» **Description of the task**: Set out every item below as a numbered list, skipping any blank lines. Leave the pictures out of your answer.

##### Input #####

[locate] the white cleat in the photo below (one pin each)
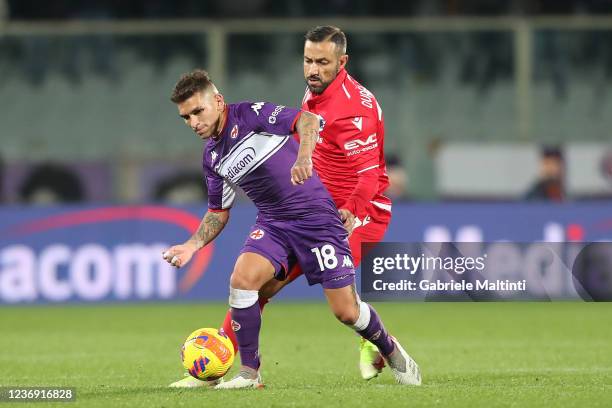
(241, 381)
(371, 361)
(405, 370)
(192, 382)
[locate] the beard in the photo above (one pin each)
(319, 89)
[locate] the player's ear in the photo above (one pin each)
(343, 60)
(219, 101)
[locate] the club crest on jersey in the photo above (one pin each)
(235, 325)
(257, 234)
(321, 123)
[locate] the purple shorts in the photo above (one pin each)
(317, 242)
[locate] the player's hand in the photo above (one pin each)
(179, 255)
(301, 170)
(348, 219)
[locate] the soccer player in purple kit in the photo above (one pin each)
(251, 146)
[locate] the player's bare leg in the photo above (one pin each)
(267, 291)
(350, 310)
(251, 272)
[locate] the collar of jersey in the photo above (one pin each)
(332, 88)
(224, 128)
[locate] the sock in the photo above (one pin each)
(227, 323)
(247, 323)
(376, 333)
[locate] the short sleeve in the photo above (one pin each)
(268, 117)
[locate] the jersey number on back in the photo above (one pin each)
(326, 256)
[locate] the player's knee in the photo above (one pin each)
(271, 288)
(347, 315)
(244, 281)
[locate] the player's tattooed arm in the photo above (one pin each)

#####

» **Reply**:
1. [locate] the white cleat in the photo below (one pin each)
2. (241, 381)
3. (371, 361)
4. (405, 370)
5. (192, 382)
6. [locate] the beard in the photo above (one pin each)
7. (319, 89)
8. [locate] the player's ear in the photo above (one pin each)
9. (343, 60)
10. (219, 101)
11. [locate] the club crest on jersey in the photo above (one pin each)
12. (235, 325)
13. (257, 234)
14. (321, 123)
15. [locate] the purple shorts in the photo above (one pin each)
16. (317, 242)
17. [locate] the player's hand in the photo above (one pin each)
18. (179, 255)
19. (301, 170)
20. (348, 219)
21. [locate] the soccer player in purple kit in the photo above (one pin each)
22. (251, 146)
23. [locate] the player's bare leg in the photo above (one pin each)
24. (267, 291)
25. (350, 310)
26. (251, 272)
27. [locate] the collar of jersey in the photo above (one pin each)
28. (332, 88)
29. (224, 128)
30. [locate] the sock in the photo above (one pin each)
31. (227, 323)
32. (247, 323)
33. (376, 333)
34. [locate] the short sleeve in the photo above (one pin each)
35. (268, 117)
36. [locate] the jersey number on back in the photo above (one pin each)
37. (326, 256)
38. [locate] the player's knee in the photo above (one pin each)
39. (271, 288)
40. (347, 315)
41. (244, 281)
42. [locate] the player's tattooed arm in the photo above (one pin each)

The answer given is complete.